Write out each line of the data below as a JSON list of strings, one string per line, with blank lines dropped. Leave the pictures out.

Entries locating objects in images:
════════════════
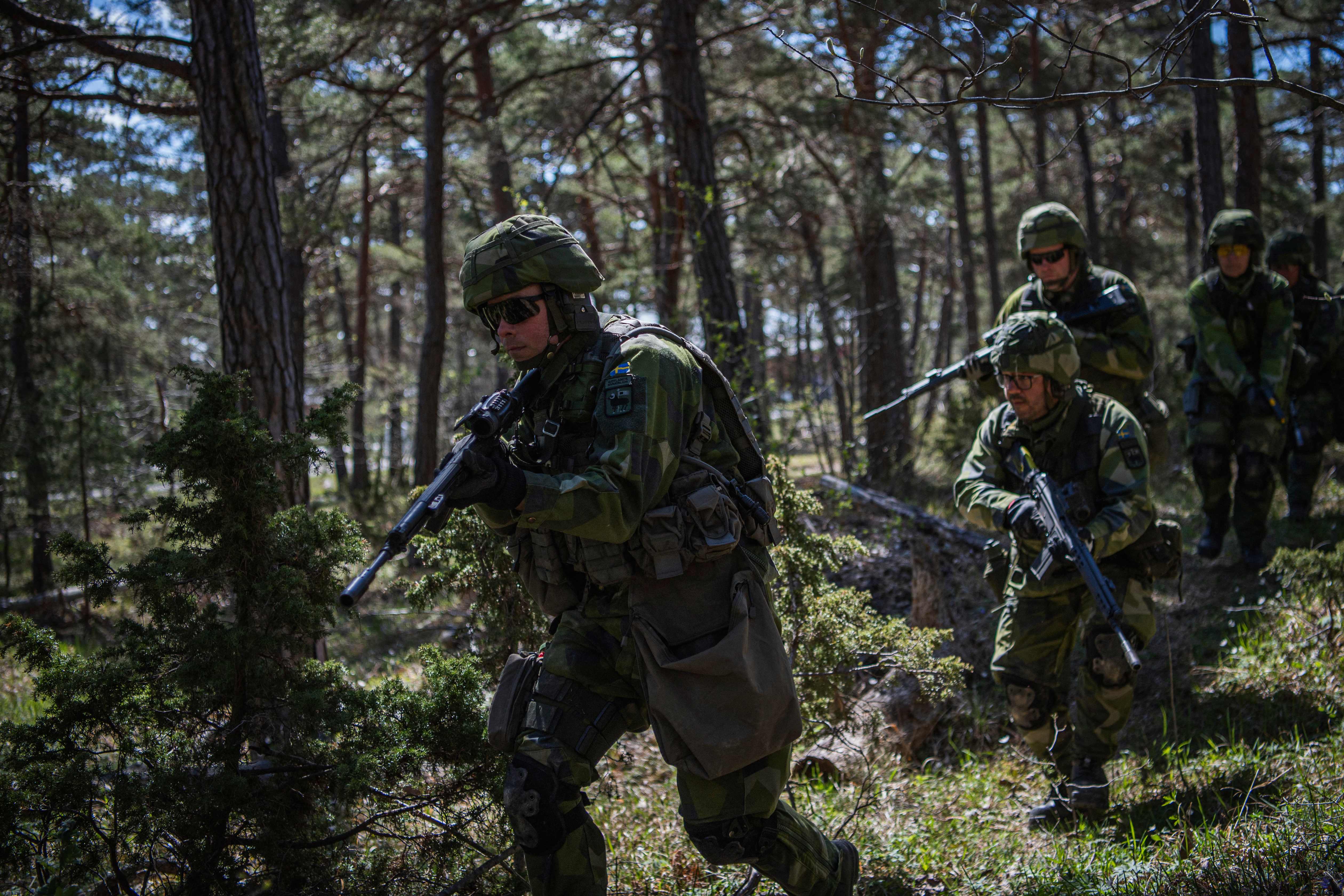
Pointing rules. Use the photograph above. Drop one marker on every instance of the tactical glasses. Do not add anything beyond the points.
(1048, 259)
(1022, 382)
(514, 311)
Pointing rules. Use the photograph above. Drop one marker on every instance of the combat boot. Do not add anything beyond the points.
(1054, 812)
(1211, 542)
(849, 868)
(1089, 789)
(1254, 558)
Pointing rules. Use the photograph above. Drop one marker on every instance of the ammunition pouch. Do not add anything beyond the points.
(509, 706)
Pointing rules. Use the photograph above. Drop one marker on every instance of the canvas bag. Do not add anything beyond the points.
(717, 678)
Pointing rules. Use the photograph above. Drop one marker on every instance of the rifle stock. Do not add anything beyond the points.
(1065, 542)
(491, 417)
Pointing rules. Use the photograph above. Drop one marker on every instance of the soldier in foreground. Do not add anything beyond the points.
(1314, 381)
(1097, 452)
(1237, 398)
(628, 503)
(1112, 330)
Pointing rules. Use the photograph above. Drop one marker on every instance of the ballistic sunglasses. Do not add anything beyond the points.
(1048, 259)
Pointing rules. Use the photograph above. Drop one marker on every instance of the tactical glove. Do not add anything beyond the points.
(1022, 519)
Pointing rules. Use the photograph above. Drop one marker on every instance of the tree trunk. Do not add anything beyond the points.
(255, 319)
(488, 109)
(436, 284)
(33, 444)
(686, 109)
(987, 202)
(1209, 142)
(394, 352)
(1191, 203)
(359, 377)
(1089, 183)
(845, 412)
(957, 175)
(1245, 111)
(1320, 233)
(1038, 117)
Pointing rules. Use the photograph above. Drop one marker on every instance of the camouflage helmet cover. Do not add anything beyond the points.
(1037, 343)
(525, 249)
(1236, 226)
(1289, 248)
(1050, 225)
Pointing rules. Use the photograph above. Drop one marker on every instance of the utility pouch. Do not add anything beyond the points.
════════════════
Reply to the task ->
[
  "Pointing rules. Use the photograph above. Drop one marker on every instance of the tactical glasses. Do not add anything beyond the points.",
  "(1048, 259)",
  "(1022, 382)",
  "(514, 311)",
  "Pointing rules. Use the photograph above. Drop one marker on every instance of the combat boot. Do not add anything beyond the points.",
  "(1054, 812)",
  "(1211, 542)",
  "(849, 868)",
  "(1089, 789)",
  "(1254, 558)",
  "Pointing rules. Use the photograph above. Drop one marker on every instance of the ammunition pouch. Do not add anything beyond the points.",
  "(509, 706)",
  "Pointing rules. Use the photograph above. Drop one marker on every instance of the canvas bag. Do not add anything beyond the points.",
  "(717, 678)",
  "Pointing rules. Use the photograph above. Drop one marker on every instance of the rifle stock. Do not add anything beyond the points.",
  "(1065, 542)",
  "(491, 417)",
  "Pointing rules. Use the photograph above. Drop one marker on every instance of the soldier in foreground. Do not add anything beyond the points.",
  "(1314, 381)",
  "(1097, 452)",
  "(1237, 398)",
  "(628, 503)",
  "(1112, 330)",
  "Pointing rules. Use the photograph above. Drop one marker on every instance of the ballistic sunglasses. Do not add anything beyond the points.",
  "(1048, 259)",
  "Pointing rules. Use the photograph above. Drop one marker on every instance of the tactical glove. Do not add anything beyond the points.",
  "(1022, 519)",
  "Pointing rules. Use the photograph above. Drop one marker on every instance of the tree trunk. Do not add anything beyond the points.",
  "(255, 319)",
  "(488, 109)",
  "(436, 284)",
  "(33, 444)",
  "(686, 109)",
  "(987, 202)",
  "(1209, 142)",
  "(394, 352)",
  "(1191, 203)",
  "(359, 377)",
  "(1089, 183)",
  "(845, 412)",
  "(957, 175)",
  "(1245, 111)",
  "(1320, 233)",
  "(1038, 117)",
  "Pointing rules. Use the photograph above. Drop one marker on every instance of the camouflage helmet cover. Do not add anything beyond the points.",
  "(1037, 343)",
  "(525, 249)",
  "(1236, 226)",
  "(1289, 248)",
  "(1050, 225)",
  "Pointing rules. Use the photograph above. Drop one marker on every instance of the utility pouch. Do not add anything beyond the points."
]